WHAT THE EXERCISE ASKS:
Locate every line in the material below that contains the string "blue" and copy each one out. Case counts when matching.

THE INPUT:
>> begin
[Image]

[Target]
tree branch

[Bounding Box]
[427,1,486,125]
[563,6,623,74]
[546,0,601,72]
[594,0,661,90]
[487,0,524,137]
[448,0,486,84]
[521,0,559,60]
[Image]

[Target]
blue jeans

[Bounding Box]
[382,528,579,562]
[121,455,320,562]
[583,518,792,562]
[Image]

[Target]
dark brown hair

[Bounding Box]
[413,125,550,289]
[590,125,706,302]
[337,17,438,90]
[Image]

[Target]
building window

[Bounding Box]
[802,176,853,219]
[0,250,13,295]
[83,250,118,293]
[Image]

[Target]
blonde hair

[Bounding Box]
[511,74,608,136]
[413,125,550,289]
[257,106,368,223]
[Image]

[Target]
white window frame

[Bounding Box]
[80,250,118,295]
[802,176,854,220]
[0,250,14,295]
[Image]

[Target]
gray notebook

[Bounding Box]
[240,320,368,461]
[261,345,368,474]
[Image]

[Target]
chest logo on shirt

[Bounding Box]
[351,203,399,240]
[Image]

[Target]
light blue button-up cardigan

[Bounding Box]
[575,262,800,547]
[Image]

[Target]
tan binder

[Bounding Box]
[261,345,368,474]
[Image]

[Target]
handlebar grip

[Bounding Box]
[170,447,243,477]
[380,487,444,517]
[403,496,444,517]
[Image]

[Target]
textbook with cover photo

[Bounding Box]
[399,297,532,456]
>> end
SOLUTION:
blue jeans
light blue button-up cardigan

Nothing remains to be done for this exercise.